*TRAVAIL DEMANDÉ*
1. D'après le texte sur la maladie des chimpanzés de Tacugama, combien de chimpanzés touchés sont morts subitement en moins de 12 heures ?
2. Recopiez mot pour mot le passage du texte sur la maladie des chimpanzés de Tacugama qui commence par « Toutes les maladies » et se poursuit jusqu'à « en Sierra Leone. ».
3. Poursuivez la rédaction du texte sur la maladie des chimpanzés de Tacugama à partir de sa dernière phrase.

*TEXTE À ANALYSER*
'''

Toutes les maladies infectieuses émergentes ne sont pas forcément virales comme le rappelle la nouvelle épizootie due à une bactérie Sarcina qui affecte des chimpanzés en Sierra Leone.

Depuis 2005, les chimpanzés (Pan troglodytes verus) du sanctuaire de Tacugama, au sud de Freetown, souffrent d’une maladie mortelle d’étiologie inconnue. Ce syndrome neurologique et gastro-entérique épizootique (ENGS) est caractérisé par des signes neurologiques (faiblesse, ataxie, convulsions) et gastro-intestinaux (distension abdominale, anorexie, vomissements). À ce jour, 56 chimpanzés ont été touchés sur une population d’une centaine d’individus dans le sanctuaire, dont 24 sont morts subitement en moins de 12 heures sans que les soignants n’observent de signes avant-coureurs. Parmi les 32 autres, les signes ont persisté pendant une médiane de 6 jours (de 1 à 90 jours) avant la guérison ou le décès. Enfin, tous les individus guéris ont ensuite rechuté et sont morts. La létalité de la maladie est donc de 100 % et la distribution des cas montre un net pic au mois de mars, encore inexpliqué. L’agent étiologique de l’ENGS ne semble pas être transmis directement, comme en témoigne le faible regroupement de cas dans le temps et l’espace.

Une étude cas-témoins a été menée dans le sanctuaire sur 19 individus malades et 14 témoins sains, pour tenter d’identifier l’agent étiologique en cause (1). L’ENGS était significativement associée à une bactérie du genre Sarcina. En effet, 68,4 % des cas étudiés (n = 13/19) étaient positifs par PCR pour cette bactérie, alors qu’aucun témoin ne l’était. Ce résultat, associé au fait que certaines espèces du genre Sarcina, comme S. ventriculi, sont connues pour provoquer des maladies gastro-entériques chez l’homme et les animaux suggèrent que cette bactérie pourrait être l’agent causal de l’ENGS. Des études plus approfondies sont cependant nécessaires.

'''

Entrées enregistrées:

'''

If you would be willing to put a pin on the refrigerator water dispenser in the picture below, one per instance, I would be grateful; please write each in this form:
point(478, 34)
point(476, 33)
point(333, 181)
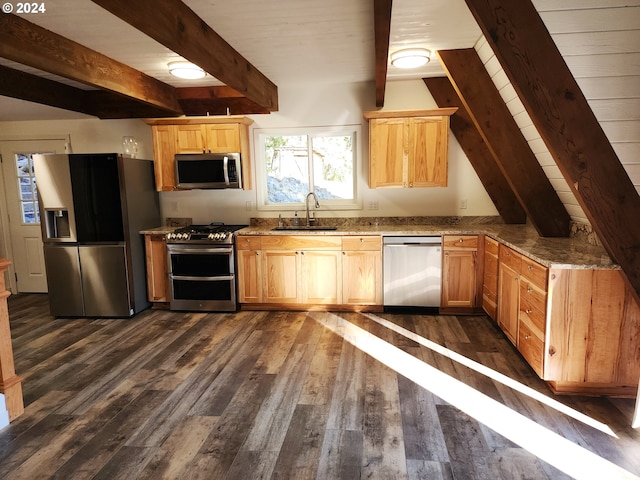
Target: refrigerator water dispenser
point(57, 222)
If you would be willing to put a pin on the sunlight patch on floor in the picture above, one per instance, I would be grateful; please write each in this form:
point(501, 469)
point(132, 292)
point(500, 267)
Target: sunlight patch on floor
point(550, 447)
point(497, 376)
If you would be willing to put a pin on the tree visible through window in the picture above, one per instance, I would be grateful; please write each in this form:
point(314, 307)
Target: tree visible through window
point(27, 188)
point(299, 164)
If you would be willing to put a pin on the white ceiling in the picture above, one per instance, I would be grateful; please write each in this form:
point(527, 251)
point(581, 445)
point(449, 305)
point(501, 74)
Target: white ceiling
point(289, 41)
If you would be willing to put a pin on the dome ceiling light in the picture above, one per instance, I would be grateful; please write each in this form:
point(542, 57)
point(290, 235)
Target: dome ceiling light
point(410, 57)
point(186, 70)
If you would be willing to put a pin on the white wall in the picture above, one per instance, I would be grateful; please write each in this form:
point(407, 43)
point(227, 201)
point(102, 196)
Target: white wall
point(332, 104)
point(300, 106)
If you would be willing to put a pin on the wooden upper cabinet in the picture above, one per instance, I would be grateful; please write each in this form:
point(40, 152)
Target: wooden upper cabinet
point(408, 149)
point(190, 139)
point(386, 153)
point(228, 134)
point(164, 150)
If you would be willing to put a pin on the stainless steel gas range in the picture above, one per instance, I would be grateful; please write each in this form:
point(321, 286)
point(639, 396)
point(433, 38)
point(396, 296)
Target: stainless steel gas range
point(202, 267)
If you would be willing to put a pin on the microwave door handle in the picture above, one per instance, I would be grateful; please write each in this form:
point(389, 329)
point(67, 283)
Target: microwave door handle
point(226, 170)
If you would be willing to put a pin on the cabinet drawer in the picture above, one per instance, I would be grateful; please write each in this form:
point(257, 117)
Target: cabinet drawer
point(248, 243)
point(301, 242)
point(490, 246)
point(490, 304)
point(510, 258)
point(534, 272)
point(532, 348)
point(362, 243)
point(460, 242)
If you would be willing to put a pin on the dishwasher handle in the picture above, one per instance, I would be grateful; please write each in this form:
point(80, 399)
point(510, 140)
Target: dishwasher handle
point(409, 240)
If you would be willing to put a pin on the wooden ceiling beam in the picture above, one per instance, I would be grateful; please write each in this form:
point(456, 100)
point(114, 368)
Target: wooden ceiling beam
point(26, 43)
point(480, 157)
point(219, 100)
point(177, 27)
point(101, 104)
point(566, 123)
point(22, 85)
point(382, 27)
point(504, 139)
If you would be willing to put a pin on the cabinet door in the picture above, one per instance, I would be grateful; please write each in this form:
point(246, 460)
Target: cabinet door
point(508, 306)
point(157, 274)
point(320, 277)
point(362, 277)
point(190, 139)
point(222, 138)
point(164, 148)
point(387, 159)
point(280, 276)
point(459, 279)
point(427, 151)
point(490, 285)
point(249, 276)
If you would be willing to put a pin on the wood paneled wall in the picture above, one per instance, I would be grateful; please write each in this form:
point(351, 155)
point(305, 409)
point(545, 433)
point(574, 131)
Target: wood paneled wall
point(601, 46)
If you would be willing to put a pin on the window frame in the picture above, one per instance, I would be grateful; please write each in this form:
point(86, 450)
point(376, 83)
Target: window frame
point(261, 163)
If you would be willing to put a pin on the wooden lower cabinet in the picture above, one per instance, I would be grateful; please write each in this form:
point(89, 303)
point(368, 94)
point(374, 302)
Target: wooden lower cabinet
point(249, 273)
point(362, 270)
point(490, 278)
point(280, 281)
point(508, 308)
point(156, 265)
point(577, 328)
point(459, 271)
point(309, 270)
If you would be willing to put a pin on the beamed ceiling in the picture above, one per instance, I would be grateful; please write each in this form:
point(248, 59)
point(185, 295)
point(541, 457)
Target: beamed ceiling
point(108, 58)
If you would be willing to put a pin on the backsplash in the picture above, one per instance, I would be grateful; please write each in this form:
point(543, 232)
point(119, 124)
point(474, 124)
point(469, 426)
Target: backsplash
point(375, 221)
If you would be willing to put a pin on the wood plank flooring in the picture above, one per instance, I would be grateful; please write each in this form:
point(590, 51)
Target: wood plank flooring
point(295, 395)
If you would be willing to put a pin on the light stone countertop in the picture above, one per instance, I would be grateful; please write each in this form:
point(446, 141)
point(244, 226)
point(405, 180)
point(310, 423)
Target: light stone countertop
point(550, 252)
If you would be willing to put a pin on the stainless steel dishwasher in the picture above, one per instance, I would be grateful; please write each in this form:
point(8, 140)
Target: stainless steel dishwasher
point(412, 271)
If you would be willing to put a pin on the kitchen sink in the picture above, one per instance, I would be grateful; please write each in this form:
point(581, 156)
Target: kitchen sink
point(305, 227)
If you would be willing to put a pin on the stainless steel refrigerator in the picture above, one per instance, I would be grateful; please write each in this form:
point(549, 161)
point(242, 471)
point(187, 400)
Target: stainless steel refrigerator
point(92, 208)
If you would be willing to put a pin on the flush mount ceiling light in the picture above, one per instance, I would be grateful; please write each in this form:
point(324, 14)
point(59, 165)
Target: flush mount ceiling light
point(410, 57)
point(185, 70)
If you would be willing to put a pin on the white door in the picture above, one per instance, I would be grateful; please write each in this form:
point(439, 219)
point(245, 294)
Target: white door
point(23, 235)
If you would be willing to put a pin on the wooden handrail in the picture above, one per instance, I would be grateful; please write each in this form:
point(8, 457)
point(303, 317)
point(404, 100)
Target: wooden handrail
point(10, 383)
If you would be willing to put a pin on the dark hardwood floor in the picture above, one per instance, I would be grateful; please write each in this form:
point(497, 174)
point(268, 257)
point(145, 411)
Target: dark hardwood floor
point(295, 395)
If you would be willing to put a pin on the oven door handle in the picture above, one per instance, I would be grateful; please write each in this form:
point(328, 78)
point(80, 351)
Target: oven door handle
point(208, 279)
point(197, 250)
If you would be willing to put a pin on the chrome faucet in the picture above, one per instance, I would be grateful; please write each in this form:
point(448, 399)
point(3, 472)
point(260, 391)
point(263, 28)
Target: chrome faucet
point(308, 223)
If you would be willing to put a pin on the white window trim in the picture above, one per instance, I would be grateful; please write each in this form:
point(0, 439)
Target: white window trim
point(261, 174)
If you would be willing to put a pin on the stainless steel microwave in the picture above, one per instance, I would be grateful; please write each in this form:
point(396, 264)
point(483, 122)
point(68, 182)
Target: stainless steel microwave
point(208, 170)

'''

*RÉPONSES PAR POINT*
1. Vingt-quatre chimpanzés sont morts subitement en moins de 12 heures.

2.
Toutes les maladies infectieuses émergentes ne sont pas forcément virales comme le rappelle la nouvelle épizootie due à une bactérie Sarcina qui affecte des chimpanzés en Sierra Leone.

3.
Les analyses ont également montré que la bactérie suspectée est distincte de S. ventriculi et d’autres espèces connues du genre Sarcina, de par ses caractères morphologiques et de croissance. Le séquençage du génome entier a confirmé cette distinction et révélé la présence de caractéristiques génétiques qui pourraient expliquer sa virulence inhabituelle. Il a donc été proposé de distinguer une nouvelle espèce qui serait dénommée Sarcina troglodytae (1,2).

A ce jour, au Sierra Leone, aucun cas n’a été signalé chez l’Homme, y compris parmi le personnel ayant un contact étroit avec les chimpanzés. Cependant, vu que les humains et les chimpanzés partagent 98,8 % de leur patrimoine génétique et présentent de nombreux agents pathogènes en commun, il est probable que cette bactérie a le potentiel d’être transmise à l’Homme. Il est également possible que d’éventuels facteurs prédisposants (stress, alimentation, conditions environnementales, autres agents pathogènes) diffèrent entre les humains et les chimpanzés.

Pour mémoire, Sarcina est un genre de bactéries Gram-positif dans la famille des Clostridiaceae. S. ventriculi, a été identifiée pour la première fois en 1842 en Écosse par John Goodsir, dans le contenu de l’estomac d’un patient présentant des vomissements récurrents. A ce jour, seuls 44 cas d’infection humaine par des bactéries du genre Sarcina ont été publiés dans la littérature scientifique, dont plus des 3/4 au cours de la dernière décennie (1). S. ventriculi provoque chez les personnes infectées divers symptômes dont des douleurs abdominales, des nausées, de l’anorexie, des vomissements, de l’hématémèse, de la dysphagie, de la diarrhée et une faiblesse généralisée. Un retard de la vidange gastrique est souvent observé. Au niveau histopathologique, S.ventriculi est le plus fréquemment associée à des ulcères gastriques, une gastrite chronique, une duodénite et une œsophagite (3). Aucun traitement standard n’est actuellement disponible chez l’homme pour les infections par des bactéries du genre Sarcina. Parmi les cas publiés pour lesquels le traitement est décrit (19/44), le plus couramment administré était une association de ciprofloxacine et de métronidazole par voie orale (11/19), associée à un inhibiteur de la pompe à protons (8/11) ou un antiacide (2/11). Parmi les 10 cas pour lesquels un suivi a été rapporté, le traitement a été efficace pour neuf d’entre eux (1).

Des bactéries morphologiquement indiscernables de S. ventriculi ont également été associées à plusieurs cas de dilatation gastrique chez des chiens, des chevaux et des chats (4,5), et dans le cas des ruminants à une abomasite emphysémateuse et un ballonnement de l’abomasum chez des veaux laitiers et des agneaux (6,7).

Juliette di Francesco, Médecin vétérinaire, Centre d’épidémiologie et santé publique des armées.

Jean-Paul Boutin, Médecin de santé publique, SFMTSI et GISPE.

Cet article engage ses auteurs et ne reflète pas nécessairement le point de vue de la SFMTSI.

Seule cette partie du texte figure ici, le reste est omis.